Exercice proposé 1: Modifiez le listing depuis son début jusqu'à la ligne contenant « pixel 189 217 » incluse. Remplacez « Target » par « Object » et laissez tout le reste identique.

Indiana Jones 4: »Kingdom of the Crystal Skull »
« Quoi, mais qu’est-ce donc que cela ? » s’insurgerait un Manoux prenant connaissance de la publication en ces pages d’une analyse aussi tardive qu’inattendue du dernier opus de la tétralogie Indiana Jones. Recyclant par là même bon nombre de mes remarques adressées à l’époque de sa sortie, je veux céans corriger une infâme injustice qui, par manque de temps, m’avait conduit à me faire l’économie d’une analyse substantielle de celui qui, plus encore que Temple of Doom, demeure l’épisode le plus controversé de la saga. Je profite donc d’un (énième) visionnage du film dans des conditions optimales (comprenez par là BRD + Full HD + Home Cinema) pour répondre aux critiques pour le moins acerbes envers ce quatrième opus consacré au plus célèbre des archéologues. Cette tribune sera ainsi pour moi l’occasion d’apporter un éclairage nouveau sur le film en m’appuyant sur les critiques les plus souvent émises à son encontre.

Exercice proposé 2: D'après la critique consacrée à Indiana Jones 4, quelles sont les conditions optimales dans lesquelles le film a été revu ?

Données à utiliser:
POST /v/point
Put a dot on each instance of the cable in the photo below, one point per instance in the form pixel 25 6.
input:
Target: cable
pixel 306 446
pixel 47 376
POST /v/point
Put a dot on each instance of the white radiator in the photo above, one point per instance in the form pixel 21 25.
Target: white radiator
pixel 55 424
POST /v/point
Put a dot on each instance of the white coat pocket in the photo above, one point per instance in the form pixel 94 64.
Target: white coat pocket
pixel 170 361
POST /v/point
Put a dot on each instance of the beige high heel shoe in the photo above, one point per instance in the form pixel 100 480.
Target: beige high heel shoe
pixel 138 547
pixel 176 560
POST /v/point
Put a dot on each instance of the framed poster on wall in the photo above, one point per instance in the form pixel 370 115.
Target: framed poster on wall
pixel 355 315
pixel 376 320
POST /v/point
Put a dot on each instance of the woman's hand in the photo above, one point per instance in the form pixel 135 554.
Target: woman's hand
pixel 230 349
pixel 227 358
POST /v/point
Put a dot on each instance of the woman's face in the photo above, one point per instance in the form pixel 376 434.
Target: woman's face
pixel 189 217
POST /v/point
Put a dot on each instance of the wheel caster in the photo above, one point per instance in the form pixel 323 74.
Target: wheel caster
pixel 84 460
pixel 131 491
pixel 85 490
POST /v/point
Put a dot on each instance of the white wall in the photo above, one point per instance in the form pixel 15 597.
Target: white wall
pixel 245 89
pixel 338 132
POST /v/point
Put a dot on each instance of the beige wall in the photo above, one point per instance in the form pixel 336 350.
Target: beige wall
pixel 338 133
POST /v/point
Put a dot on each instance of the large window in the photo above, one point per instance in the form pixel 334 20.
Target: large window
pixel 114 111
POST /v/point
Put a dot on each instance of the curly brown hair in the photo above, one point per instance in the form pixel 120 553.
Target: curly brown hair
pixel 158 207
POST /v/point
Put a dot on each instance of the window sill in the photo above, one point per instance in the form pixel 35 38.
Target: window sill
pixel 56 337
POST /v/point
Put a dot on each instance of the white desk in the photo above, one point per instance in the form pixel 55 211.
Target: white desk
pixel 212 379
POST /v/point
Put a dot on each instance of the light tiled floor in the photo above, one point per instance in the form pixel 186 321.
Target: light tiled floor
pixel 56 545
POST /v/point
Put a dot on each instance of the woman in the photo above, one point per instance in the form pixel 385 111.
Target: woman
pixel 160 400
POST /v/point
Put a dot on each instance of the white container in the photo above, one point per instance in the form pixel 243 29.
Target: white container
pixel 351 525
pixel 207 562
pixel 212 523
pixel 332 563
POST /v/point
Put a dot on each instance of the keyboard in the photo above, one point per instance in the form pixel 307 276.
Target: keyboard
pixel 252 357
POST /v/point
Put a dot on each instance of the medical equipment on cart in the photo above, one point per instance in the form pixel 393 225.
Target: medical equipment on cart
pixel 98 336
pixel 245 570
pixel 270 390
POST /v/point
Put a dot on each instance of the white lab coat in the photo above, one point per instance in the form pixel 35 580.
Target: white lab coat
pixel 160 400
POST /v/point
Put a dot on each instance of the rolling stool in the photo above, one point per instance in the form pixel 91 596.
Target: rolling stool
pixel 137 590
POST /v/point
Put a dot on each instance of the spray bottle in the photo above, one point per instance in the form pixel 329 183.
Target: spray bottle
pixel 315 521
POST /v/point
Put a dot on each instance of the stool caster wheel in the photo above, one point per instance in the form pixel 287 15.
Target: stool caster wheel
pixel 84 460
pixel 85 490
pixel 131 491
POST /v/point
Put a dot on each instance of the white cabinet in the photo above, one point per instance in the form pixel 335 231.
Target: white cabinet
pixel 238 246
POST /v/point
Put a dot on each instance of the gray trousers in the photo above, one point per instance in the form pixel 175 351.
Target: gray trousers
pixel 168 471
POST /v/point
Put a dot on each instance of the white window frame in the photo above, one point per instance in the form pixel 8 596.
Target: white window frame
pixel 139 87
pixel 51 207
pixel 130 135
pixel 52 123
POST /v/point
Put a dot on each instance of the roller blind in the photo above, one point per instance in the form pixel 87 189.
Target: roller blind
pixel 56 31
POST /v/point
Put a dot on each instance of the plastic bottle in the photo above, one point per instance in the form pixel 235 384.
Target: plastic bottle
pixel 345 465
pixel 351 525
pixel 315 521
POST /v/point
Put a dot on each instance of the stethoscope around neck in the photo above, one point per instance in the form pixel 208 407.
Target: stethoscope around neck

Corrigé détaillé 1:
POST /v/point
Put a dot on each instance of the cable in the photo below, one point per instance in the form pixel 25 6.
input:
Object: cable
pixel 306 446
pixel 47 376
POST /v/point
Put a dot on each instance of the white radiator in the photo above, one point per instance in the form pixel 21 25.
Object: white radiator
pixel 55 424
POST /v/point
Put a dot on each instance of the white coat pocket in the photo above, one point per instance in the form pixel 94 64.
Object: white coat pocket
pixel 170 361
POST /v/point
Put a dot on each instance of the beige high heel shoe in the photo above, one point per instance in the form pixel 100 480.
Object: beige high heel shoe
pixel 138 547
pixel 176 560
POST /v/point
Put a dot on each instance of the framed poster on wall in the photo above, one point per instance in the form pixel 370 115.
Object: framed poster on wall
pixel 355 315
pixel 376 320
POST /v/point
Put a dot on each instance of the woman's hand in the photo above, one point per instance in the form pixel 135 554.
Object: woman's hand
pixel 230 349
pixel 227 358
POST /v/point
Put a dot on each instance of the woman's face in the photo above, one point per instance in the form pixel 376 434.
Object: woman's face
pixel 189 217

Corrigé détaillé 2: BRD + Full HD + Home Cinema.